Repeat every one of the following items word for word, leaving out the pictures.

◆ TASK MATERIAL:
────────────────

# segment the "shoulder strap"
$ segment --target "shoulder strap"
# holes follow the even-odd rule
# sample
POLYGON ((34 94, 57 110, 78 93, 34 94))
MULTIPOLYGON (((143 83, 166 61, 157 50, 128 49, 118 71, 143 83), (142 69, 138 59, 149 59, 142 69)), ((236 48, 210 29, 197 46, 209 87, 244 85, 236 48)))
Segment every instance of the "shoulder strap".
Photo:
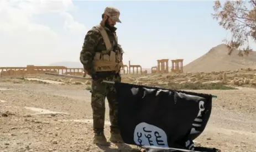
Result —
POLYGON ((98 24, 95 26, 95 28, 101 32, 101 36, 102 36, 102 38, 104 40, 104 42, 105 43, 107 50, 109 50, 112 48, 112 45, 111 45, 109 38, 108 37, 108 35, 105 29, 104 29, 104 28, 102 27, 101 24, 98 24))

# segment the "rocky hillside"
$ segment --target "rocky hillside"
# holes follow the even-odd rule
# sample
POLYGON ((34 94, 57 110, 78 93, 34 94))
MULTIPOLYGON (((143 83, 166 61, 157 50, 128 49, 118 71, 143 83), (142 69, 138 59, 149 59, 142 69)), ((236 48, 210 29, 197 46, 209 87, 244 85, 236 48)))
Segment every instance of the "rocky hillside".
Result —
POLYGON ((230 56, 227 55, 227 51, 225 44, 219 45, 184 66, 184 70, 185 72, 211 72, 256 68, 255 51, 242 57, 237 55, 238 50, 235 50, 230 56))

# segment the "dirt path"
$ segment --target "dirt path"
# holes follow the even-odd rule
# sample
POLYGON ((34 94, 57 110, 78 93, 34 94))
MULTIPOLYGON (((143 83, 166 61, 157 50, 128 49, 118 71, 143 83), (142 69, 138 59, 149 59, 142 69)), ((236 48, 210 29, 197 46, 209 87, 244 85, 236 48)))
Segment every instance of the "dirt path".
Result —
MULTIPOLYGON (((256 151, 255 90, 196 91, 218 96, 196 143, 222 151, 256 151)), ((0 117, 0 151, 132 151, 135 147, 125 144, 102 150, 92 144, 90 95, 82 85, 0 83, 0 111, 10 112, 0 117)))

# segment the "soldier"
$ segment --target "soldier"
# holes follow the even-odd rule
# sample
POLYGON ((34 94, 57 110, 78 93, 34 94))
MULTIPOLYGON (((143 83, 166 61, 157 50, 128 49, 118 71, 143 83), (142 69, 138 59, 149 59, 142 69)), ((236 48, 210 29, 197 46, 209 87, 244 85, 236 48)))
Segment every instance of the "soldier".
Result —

────────────────

◆ ANSWER TO THE PROBLEM:
# segment the "shoulder strap"
$ segment --target "shoulder strap"
# holes follow the even-odd rule
# sample
POLYGON ((34 94, 57 110, 78 93, 34 94))
MULTIPOLYGON (((143 83, 166 61, 157 50, 128 49, 118 71, 143 83), (142 69, 138 59, 149 59, 142 69)), ((236 48, 210 29, 197 46, 209 87, 244 85, 236 48)))
Segment every instance of the "shoulder strap".
Photo:
Result —
POLYGON ((98 24, 95 26, 95 28, 101 32, 101 36, 102 36, 102 38, 104 40, 104 42, 105 43, 107 50, 109 50, 112 48, 112 45, 111 45, 109 38, 108 37, 108 35, 105 29, 104 29, 104 28, 102 27, 101 24, 98 24))

# segment the "rocky hillside"
$ segment --target "rocky hillside"
# holes follow the even-odd rule
# sample
POLYGON ((34 94, 57 110, 78 93, 34 94))
MULTIPOLYGON (((143 83, 166 61, 157 50, 128 49, 118 71, 143 83), (142 69, 138 59, 149 59, 142 69)), ((236 48, 210 29, 197 46, 209 87, 244 85, 236 48)))
Segment every instance of the "rocky hillside".
Result —
POLYGON ((230 56, 227 55, 227 51, 225 44, 219 45, 184 66, 184 70, 185 72, 211 72, 256 68, 255 51, 242 57, 237 55, 238 50, 235 50, 230 56))

# segment the "dirt path"
$ segment --target "dirt path"
# holes follow the even-odd rule
# sample
POLYGON ((34 94, 57 110, 78 93, 34 94))
MULTIPOLYGON (((143 83, 166 61, 157 50, 128 49, 118 71, 143 83), (142 69, 138 59, 149 59, 142 69)), ((236 48, 210 29, 197 46, 209 87, 244 85, 236 48)))
Segment every instance of the "dirt path".
Result —
MULTIPOLYGON (((256 151, 255 90, 196 91, 218 96, 196 143, 222 151, 256 151)), ((0 117, 0 151, 132 151, 135 147, 125 144, 102 150, 92 144, 90 95, 82 85, 0 83, 0 111, 10 112, 0 117)))

# segment the "soldier"
$ segment --target "soldier"
# holes follow the even-odd rule
# sample
POLYGON ((34 94, 57 110, 78 93, 34 94))
MULTIPOLYGON (((143 83, 166 61, 157 50, 128 49, 118 71, 143 83), (142 69, 138 59, 149 59, 142 69)), ((236 48, 210 29, 197 46, 209 87, 244 85, 236 48)))
Segment every instance of the "soldier".
Result —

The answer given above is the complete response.